From long experience I have learned that there is nothing like holy water to put devils to flight and prevent them from coming back again. They also flee from the Cross, but return; so holy water must have great virtue. For my own part, whenever I take it, my soul feels a particular and most notable consolation.
St. Teresa of Avila
St. Teresa’s words should remind us of the importance of holy water. Every Catholic knows—at least partially—how to use holy water: we dip our fingers in the font and bless ourselves as we enter the Church. Ideally, we are supposed to recall our baptism and our baptismal promises, including our renunciation of Satan and disdaining sin.
But we often forget this, and take holy water for granted most of the time. If we use it regularly, this is an easy trap to fall into. But we shouldn’t let ourselves remain numb to holy water’s efficacy.
Holy Water Is Powerful
We must remember that—through a priest—holy water is blessed by God in virtue of Christ’s baptism. The Catholic Church possesses enormous power in being able to impart sacramental grace—and holy water as a sacramental receives its power through the prayer and authority of the Church.
The rite of blessing that a priest says over to make it holy contains prayers of exorcism. It can banish demons, heal the sick, and send unwarranted grace upon us—yet most of the time we cross ourselves with this water without even thinking about how holy it really is.
The fact of the matter is that holy water is a powerful sacramental and we ought to use it daily. To prevent us from using it without thinking, we should consciously find ways to use it more. Holy water can be used to bless people, places, and things that are used by humans in their goal of glorifying God with their lives.

* EXERCISE 1 *
In the text on holy water, what does the rite of blessing that a priest says over the water contain?
* EXERCISE 2 *
Continue the text on holy water from the point where it stops.

Phrase grounding data
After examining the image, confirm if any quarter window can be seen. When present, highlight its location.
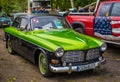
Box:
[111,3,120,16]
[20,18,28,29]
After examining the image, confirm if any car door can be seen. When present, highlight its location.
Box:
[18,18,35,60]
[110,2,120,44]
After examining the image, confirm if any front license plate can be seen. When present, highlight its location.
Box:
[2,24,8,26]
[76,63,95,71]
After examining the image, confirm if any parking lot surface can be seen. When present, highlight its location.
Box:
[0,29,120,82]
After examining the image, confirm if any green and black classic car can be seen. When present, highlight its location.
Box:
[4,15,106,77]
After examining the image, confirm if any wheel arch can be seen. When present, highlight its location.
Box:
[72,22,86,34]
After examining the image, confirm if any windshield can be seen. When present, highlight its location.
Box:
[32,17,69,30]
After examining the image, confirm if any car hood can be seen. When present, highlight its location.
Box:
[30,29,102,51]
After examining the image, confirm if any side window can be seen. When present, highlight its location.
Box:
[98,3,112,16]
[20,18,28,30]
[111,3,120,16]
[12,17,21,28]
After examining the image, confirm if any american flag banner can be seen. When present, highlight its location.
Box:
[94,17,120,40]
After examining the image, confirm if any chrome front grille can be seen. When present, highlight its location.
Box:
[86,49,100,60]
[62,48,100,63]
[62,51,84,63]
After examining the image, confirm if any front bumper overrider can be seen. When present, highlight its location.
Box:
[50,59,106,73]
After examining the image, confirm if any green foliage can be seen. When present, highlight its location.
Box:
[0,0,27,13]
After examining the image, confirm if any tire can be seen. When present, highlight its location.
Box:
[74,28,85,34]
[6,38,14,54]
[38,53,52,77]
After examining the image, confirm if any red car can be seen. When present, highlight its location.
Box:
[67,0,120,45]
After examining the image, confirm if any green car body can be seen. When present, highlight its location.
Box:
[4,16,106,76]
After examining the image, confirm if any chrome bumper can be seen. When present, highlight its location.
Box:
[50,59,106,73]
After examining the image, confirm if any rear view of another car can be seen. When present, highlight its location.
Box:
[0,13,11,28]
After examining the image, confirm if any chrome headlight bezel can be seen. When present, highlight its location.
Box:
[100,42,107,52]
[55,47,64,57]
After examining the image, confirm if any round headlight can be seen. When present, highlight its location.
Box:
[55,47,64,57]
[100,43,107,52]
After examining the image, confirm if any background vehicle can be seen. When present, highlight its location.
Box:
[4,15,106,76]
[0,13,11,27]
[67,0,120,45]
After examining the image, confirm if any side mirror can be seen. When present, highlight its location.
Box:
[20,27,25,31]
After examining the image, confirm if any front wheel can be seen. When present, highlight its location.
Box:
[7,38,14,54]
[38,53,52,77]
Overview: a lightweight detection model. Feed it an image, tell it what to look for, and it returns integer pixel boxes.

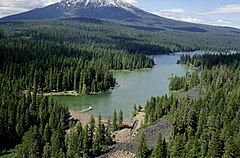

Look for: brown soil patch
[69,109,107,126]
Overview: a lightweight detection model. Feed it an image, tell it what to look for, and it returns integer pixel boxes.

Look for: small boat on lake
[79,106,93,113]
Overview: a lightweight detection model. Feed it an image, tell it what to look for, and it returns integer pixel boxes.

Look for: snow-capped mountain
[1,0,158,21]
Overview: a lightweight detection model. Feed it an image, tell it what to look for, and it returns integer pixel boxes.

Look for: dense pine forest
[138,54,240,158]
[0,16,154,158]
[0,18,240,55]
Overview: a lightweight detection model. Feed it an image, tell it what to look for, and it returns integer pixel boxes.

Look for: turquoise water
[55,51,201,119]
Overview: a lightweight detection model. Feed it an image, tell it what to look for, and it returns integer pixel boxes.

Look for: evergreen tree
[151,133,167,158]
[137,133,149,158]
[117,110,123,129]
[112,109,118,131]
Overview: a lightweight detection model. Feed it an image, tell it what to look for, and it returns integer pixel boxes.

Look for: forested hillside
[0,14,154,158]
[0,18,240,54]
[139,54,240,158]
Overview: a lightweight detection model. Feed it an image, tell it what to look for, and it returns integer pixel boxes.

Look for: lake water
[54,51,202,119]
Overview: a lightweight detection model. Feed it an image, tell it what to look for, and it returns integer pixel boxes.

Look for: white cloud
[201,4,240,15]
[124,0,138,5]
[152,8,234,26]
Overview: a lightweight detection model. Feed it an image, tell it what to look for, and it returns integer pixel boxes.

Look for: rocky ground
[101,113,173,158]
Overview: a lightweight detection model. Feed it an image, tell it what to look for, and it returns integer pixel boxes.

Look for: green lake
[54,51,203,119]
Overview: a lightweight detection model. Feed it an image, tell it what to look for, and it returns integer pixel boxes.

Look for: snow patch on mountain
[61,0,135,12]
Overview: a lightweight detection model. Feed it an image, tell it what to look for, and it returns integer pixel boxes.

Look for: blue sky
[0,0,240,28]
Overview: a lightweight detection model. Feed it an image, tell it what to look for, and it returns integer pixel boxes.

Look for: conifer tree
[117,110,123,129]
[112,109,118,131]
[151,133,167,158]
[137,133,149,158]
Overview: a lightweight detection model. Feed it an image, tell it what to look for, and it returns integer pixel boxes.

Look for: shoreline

==

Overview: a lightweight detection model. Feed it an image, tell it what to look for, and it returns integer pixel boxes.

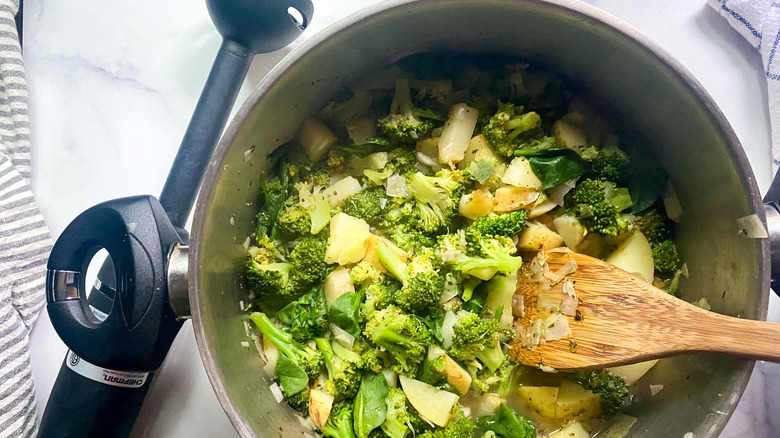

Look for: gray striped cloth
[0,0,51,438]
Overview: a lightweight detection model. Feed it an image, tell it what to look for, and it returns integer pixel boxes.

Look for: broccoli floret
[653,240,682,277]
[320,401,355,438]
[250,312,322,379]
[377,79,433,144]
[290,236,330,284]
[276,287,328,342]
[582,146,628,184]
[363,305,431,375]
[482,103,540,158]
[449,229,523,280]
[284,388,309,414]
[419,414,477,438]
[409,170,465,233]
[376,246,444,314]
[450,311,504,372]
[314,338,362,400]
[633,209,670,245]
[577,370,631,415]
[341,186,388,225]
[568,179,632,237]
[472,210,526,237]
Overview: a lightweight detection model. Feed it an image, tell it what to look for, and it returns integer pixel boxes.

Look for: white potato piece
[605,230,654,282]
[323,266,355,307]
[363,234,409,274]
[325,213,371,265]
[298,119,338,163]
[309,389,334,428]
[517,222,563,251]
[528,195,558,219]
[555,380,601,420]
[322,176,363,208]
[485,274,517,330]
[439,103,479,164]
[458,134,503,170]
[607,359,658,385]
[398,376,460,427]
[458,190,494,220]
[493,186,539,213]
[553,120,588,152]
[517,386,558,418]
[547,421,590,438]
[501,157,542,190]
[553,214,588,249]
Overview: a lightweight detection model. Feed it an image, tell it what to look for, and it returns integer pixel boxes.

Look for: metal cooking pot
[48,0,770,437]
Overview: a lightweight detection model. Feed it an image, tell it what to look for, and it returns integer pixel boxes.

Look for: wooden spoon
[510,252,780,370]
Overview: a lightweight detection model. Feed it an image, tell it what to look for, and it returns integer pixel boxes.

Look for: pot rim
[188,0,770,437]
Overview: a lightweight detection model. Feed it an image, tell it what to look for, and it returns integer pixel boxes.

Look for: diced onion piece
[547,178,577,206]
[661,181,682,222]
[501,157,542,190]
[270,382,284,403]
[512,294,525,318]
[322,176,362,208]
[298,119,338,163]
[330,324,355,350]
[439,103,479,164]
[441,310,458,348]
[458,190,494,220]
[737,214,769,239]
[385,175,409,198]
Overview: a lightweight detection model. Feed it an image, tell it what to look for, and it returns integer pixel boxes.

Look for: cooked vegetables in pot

--

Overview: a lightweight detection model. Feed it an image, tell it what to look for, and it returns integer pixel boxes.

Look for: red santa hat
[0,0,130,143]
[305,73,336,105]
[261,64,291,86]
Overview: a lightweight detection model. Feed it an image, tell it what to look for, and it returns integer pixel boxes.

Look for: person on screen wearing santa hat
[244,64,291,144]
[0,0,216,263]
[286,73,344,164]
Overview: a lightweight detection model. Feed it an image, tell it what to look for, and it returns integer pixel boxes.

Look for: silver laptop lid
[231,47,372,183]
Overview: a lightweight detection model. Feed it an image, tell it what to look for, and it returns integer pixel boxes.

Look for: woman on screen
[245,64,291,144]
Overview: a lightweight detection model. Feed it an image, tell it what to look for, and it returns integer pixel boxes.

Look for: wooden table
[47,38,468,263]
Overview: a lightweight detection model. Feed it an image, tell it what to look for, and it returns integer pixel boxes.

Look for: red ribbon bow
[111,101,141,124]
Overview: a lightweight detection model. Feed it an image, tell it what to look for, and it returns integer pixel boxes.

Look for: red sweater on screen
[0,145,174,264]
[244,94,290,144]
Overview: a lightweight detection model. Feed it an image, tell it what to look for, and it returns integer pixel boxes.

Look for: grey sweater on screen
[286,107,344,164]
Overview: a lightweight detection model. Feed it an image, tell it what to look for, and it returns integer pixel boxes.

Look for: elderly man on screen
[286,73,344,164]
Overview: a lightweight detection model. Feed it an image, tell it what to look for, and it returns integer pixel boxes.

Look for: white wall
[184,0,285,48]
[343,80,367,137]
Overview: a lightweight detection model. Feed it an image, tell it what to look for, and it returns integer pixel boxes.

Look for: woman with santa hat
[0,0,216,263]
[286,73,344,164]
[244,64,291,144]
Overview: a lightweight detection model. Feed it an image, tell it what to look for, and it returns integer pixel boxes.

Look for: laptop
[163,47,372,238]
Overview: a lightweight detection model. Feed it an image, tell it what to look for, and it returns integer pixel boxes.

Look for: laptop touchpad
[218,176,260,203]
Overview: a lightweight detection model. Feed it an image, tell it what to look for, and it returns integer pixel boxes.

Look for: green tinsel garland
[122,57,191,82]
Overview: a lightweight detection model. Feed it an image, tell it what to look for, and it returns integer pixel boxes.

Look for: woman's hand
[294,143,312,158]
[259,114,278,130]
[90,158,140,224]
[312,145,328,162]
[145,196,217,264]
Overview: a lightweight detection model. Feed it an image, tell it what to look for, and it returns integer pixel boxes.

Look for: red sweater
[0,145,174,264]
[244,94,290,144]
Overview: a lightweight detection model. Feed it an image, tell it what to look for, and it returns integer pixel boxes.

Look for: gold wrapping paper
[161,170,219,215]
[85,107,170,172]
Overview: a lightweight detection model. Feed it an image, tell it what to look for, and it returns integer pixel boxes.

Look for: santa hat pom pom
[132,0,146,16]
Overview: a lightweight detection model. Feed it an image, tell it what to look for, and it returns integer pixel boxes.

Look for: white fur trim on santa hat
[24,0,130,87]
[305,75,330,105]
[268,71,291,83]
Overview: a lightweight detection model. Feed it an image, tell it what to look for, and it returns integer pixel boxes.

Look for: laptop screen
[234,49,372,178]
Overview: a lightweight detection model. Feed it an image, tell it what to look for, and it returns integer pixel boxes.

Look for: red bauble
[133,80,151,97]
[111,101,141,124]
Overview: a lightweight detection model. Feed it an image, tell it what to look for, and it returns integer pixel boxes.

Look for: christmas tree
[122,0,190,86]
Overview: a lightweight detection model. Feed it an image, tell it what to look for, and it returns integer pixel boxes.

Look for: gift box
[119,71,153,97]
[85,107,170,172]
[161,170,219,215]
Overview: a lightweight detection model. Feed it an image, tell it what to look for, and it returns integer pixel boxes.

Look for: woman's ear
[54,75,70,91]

* TASK RESULT 1 *
It contains prayers of exorcism.

* TASK RESULT 2 *
Here is a list of eight ways to use holy water in your everyday life:
1. Bless Yourself
This suggestion is obvious, but if we are only blessing ourselves with holy water on Sunday, then aren’t we missing out on the rest of the week? You can never have too much grace or blessing in your life. Use holy water daily. Keeping a holy water font in the home is a great idea so that you, your family, and guests can be blessed in the comings and goings from your home. Keep the font right by the front door to ensure you never leave home without it.
2. Bless Your House
If you haven’t taken the time to bless your house with holy water, then no time is better than the present. Your home is the domestic Church and is in need of spiritual protection. You can sprinkle holy water in your home yourself, or have a priest formally bless your home using holy water as part of the house blessing ceremony.
3. Bless Your Family
Use holy water to pray and make the Sign of the Cross over your spouse and children before they go to sleep at night. Bonding the family to each other and to God in this way is a great family tradition to adopt. Keep a holy water bottle by the bedside for this purpose.
4. Bless Your Work Space
If you work outside of the home, sprinkling your work space with holy water is a great idea, not only for spiritual protection on the work front, but also as to sanctify your daily work for the glory of God.
5. Bless Your Car
The car is probably the most dangerous place where you spend a significant amount of time each day. Never underestimate the power of holy water applied to your vehicle to keep you safe from harm’s way, when used in faith and trust in God. In fact, you can also have a priest bless your car with holy water.
6. Bless Your Garden
It was a common practice in the Middle Ages for people to sprinkle their vegetable gardens with holy water. In times when people were very dependent on crops for their livelihood, lack of rain or early frosts could be devastating. Using holy water to bless and sanctify the plants that would be used for the family’s sustenance showed their reliance on God’s grace.
7. Bless the Sick
If you know of any sick friends or family, then blessing them with holy water probably counts as a corporeal and a spiritual work of mercy. If you visit the sick in a hospital or nursing home, bless their living space with holy water and leave a holy water bottle with them as a comfort in their time of need.
8. Bless Your Pets
Many parishes on the feast of St. Francis of Assisi have a rite of blessing for pets. Pets are loved companions for individuals and families and often provide a great service to them, and even these can be blessed with holy water because all creation has the end of giving glory to God. This also applies to livestock and farm animals that provide labor, livelihood, and nourishment to humans.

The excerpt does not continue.